Cela étant, on ne peut résister à la tentation d’attirer l’attention que, même en France, certains ont toujours du mal à appréhender la nature intrinsèque de l’Internet.

Au sein du projet actuellement discuté en France, il est également question de blocage administratif de sites Internet. Au sein de cette étude, les objectifs de cette mesure de blocage sont, entre autres, ainsi présentés :

Il s’agit, d’une part, de protéger l’internaute de bonne foi de contenus non recherchés par lui et, d’autre part, de gêner l’accès volontaire de certains internautes à ces contenus de propagande afin d’éviter que ne se diffuse la propagande terroriste. Pour cela, le blocage administratif présente l’avantage de pouvoir traiter un grand nombre de sites ou de pages internet dans des délais plus brefs que ceux résultant du blocage judiciaire. Il permet donc de concilier l’efficacité de la mesure de prévention avec le respect des droits et libertés dès lors que cette mesure de police est susceptible de recours devant le juge.

Inefficace est très couteuse, il n’est pas certain que cette mesure de blocage soit validée devant le Sénat lors de l’adoption finale du texte. Les arguments du député Lionel Tardy, hélas ignorés par ses pairs, sauront-ils convaincre prochainement les sénateurs ?

- [Enregistrements]:
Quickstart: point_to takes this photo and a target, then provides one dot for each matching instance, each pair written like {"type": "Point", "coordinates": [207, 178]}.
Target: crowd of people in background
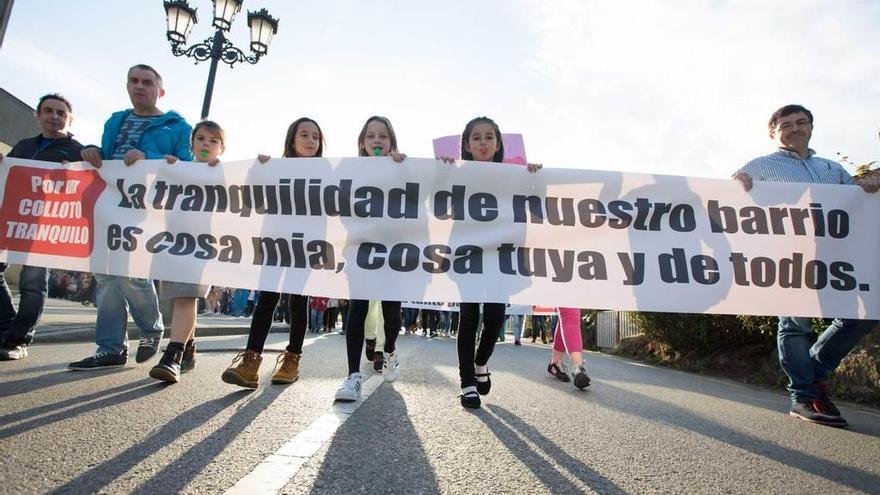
{"type": "Point", "coordinates": [146, 132]}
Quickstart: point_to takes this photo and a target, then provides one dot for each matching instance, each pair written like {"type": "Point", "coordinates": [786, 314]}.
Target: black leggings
{"type": "Point", "coordinates": [354, 333]}
{"type": "Point", "coordinates": [261, 323]}
{"type": "Point", "coordinates": [469, 319]}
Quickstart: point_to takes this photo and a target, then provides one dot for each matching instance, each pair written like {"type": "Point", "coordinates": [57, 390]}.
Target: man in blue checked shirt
{"type": "Point", "coordinates": [807, 365]}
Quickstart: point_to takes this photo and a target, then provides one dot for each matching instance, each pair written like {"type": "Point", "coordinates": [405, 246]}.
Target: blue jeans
{"type": "Point", "coordinates": [805, 363]}
{"type": "Point", "coordinates": [114, 296]}
{"type": "Point", "coordinates": [17, 327]}
{"type": "Point", "coordinates": [317, 320]}
{"type": "Point", "coordinates": [516, 326]}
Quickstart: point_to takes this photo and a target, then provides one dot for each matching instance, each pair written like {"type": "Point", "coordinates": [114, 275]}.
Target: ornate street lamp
{"type": "Point", "coordinates": [182, 17]}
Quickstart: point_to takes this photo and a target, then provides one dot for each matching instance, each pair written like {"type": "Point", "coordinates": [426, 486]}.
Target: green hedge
{"type": "Point", "coordinates": [707, 333]}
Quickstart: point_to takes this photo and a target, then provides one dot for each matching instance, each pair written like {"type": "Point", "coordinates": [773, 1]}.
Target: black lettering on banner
{"type": "Point", "coordinates": [133, 196]}
{"type": "Point", "coordinates": [123, 238]}
{"type": "Point", "coordinates": [678, 268]}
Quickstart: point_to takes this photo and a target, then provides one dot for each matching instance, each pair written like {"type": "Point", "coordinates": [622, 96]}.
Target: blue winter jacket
{"type": "Point", "coordinates": [168, 134]}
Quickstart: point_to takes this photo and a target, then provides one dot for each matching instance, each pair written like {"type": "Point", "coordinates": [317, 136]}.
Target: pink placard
{"type": "Point", "coordinates": [514, 149]}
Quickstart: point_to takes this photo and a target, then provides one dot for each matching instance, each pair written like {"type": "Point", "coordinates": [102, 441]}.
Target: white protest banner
{"type": "Point", "coordinates": [423, 230]}
{"type": "Point", "coordinates": [510, 309]}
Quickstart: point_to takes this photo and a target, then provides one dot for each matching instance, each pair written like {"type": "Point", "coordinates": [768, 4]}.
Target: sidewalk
{"type": "Point", "coordinates": [68, 321]}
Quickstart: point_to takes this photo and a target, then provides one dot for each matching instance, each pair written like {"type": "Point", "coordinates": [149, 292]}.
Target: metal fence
{"type": "Point", "coordinates": [611, 326]}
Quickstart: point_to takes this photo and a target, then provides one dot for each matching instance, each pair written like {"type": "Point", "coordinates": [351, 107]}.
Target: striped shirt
{"type": "Point", "coordinates": [788, 166]}
{"type": "Point", "coordinates": [130, 133]}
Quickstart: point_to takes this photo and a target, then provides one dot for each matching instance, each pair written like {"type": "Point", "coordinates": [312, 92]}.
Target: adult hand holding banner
{"type": "Point", "coordinates": [370, 228]}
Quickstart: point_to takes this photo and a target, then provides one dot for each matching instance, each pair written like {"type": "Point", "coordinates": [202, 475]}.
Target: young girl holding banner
{"type": "Point", "coordinates": [377, 138]}
{"type": "Point", "coordinates": [207, 141]}
{"type": "Point", "coordinates": [304, 140]}
{"type": "Point", "coordinates": [481, 141]}
{"type": "Point", "coordinates": [567, 339]}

- [Consigne]: Traduisez en anglais cette phrase du texte sur le blocage administratif de sites Internet : « Au sein du projet actuellement discuté en France, il est également question de blocage administratif de sites Internet. »

- [Réponse attendue]: Within the project currently under discussion in France, the administrative blocking of websites is also at issue.